— Begin Data supplied —

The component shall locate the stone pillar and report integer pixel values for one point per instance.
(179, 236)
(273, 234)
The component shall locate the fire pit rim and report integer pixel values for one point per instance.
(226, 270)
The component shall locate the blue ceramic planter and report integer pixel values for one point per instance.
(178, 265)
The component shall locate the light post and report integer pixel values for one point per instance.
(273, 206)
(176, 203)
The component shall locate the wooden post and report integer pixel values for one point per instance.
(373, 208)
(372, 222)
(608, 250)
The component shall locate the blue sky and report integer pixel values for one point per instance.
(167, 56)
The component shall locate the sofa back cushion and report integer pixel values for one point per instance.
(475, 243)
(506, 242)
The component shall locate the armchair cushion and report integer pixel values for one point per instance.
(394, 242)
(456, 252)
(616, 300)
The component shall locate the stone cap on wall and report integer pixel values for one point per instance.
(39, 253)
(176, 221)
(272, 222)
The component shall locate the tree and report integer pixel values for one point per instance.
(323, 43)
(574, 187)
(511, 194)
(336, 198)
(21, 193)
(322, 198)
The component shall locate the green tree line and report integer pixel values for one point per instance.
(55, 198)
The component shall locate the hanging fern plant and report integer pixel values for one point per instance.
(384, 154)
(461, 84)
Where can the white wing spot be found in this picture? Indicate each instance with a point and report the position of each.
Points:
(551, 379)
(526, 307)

— End Data supplied —
— Begin Data supplied —

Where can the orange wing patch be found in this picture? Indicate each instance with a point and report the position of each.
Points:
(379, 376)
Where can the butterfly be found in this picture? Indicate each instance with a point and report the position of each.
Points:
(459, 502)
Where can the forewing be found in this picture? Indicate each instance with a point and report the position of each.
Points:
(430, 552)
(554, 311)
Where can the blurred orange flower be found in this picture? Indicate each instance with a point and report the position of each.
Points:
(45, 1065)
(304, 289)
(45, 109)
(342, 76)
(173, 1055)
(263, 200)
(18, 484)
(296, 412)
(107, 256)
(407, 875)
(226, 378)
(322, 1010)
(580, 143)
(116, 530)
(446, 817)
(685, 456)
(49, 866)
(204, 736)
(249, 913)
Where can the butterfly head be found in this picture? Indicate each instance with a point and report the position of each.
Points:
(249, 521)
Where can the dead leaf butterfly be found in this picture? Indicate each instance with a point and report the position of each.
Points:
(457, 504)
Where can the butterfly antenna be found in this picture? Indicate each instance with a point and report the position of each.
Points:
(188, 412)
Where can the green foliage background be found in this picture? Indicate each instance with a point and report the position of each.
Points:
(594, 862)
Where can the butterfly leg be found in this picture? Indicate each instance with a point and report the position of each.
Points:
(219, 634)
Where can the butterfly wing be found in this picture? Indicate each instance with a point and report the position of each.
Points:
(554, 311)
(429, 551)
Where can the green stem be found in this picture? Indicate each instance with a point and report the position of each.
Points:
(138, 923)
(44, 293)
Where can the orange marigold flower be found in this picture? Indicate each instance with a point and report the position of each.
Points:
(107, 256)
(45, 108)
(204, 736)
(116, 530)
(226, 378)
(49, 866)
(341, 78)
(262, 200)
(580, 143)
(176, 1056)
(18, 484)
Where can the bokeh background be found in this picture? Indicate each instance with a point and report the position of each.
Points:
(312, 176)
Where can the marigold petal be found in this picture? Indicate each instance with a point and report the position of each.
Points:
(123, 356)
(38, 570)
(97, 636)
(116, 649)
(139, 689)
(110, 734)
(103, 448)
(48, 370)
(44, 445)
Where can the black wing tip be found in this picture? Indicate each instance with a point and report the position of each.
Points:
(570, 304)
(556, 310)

— End Data supplied —

What to do
Count the lines in the entries above that contain the word "stone". Give only the number.

Answer
2